ESTRATTO DEL TESTO:
========================================================================

Il nome maggio nell’antico calendario romano è maius, così detto in quanto dedicato alla divinità latina Maia, dea dell’abbondanza e della fertilità, che rappresenta la grande madre terra, la madre di Mercurio, a cui il mese sarebbe stato dedicato; per altri è consacrato al dio Apollo. Nella cultura cristiana maggio è il mese della Madonna in cui è centrale la devozione del Santo Rosario.

La primavera, che nei mesi precedenti era solo accennata, diventa conferma, con la fioritura, l’esplosione della natura, il risveglio completo che segue la sonnolenza di aprile e che precede il periodo estivo. Il pulsare della vita ritorna con i suoi riti negli orti e nei campi; l’aria si impregna dei profumi dei luoghi; i suoni sono caratterizzati dai vocii all’aperto, nelle serate tiepide e dalle preghiere attorno agli altari.

========================================================================

DATI FORNITI:
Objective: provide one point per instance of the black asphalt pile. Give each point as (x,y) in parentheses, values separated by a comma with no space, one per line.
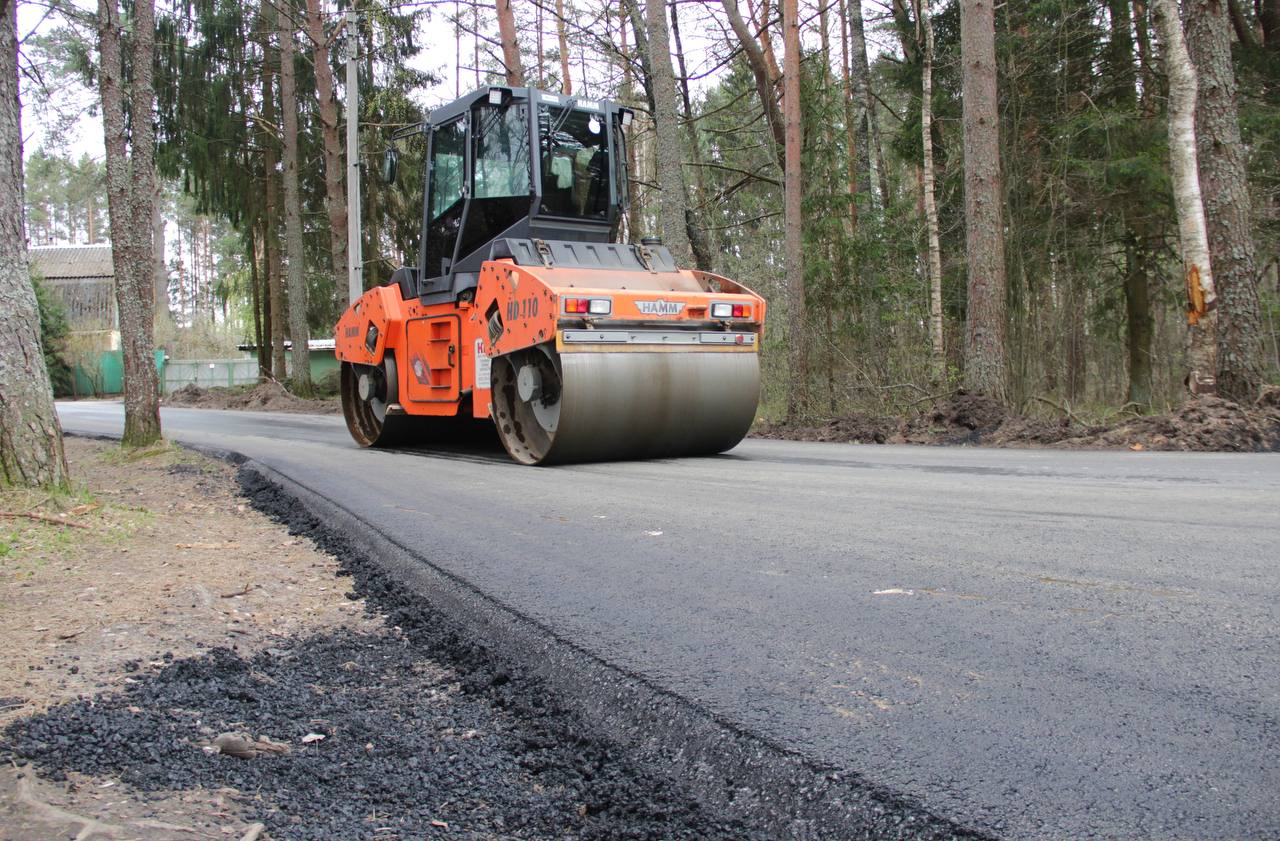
(407,748)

========================================================================

ISTRUZIONE 1:
Nel testo sul mese di maggio, da quale divinità latina prende il nome il mese chiamato maius?
ISTRUZIONE 2:
Riprendi il testo sul mese di maggio e continualo a partire dall’ultima frase riportata.
I dati costituiscono materiale a sé, distinto dal testo sul mese di maggio.

RISULTATO 1:
Da Maia, dea dell’abbondanza e della fertilità.

RISULTATO 2:
È il mese della rosa e dell’amore: il fiore da sempre è associato alle due figure antitetiche di Venere e della Madonna, che rappresentano il mondo della femminilità, della bellezza senza tempo, della purezza, dell’eleganza, e dell’amore, sia quello innocente che quello passionale, assumendo così segni ambivalenti. Ogni singola specie racchiude un significato preciso: la rosa bianca simboleggia la purezza, la castità, la segretezza e il silenzio; quella color rosa, l’amicizia e i buoni sentimenti; la rosa gialla rappresenta invece la gelosia, la vergogna, l’inganno e l’infedeltà; quella rossa significa amore puro, eterno e ardente, la passione; l’arancio parla di energia e forza; infine la rosa blu raffigura il mistero e la saggezza.

Fino alla metà del secolo scorso, maggio era ricco di riti, usanze e consuetudini: dall’albero de maio, che rappresentava la forza della nuova vegetazione, alla lode delle putele, la tradizione di contrassegnare con rami o altri simboli di lode le porte delle ragazze da maritare. Nei rituali romani i giovani maschi preparavano i “magi” da offrire alle ragazze prescelte che ricevevano dolci, ciambelle, confetti, fiori, rami d’albero impreziositi con nastri e fiori. Il Calendimaggio o Cantar maggio è una festa stagionale, un rituale di gioia e di abbondanza, con feste e sagre paesane, un momento di scambio e vendita delle primizie di stagione: asparagi, piselli, ciliegie, fragole, ma anche il ritorno alla socialità.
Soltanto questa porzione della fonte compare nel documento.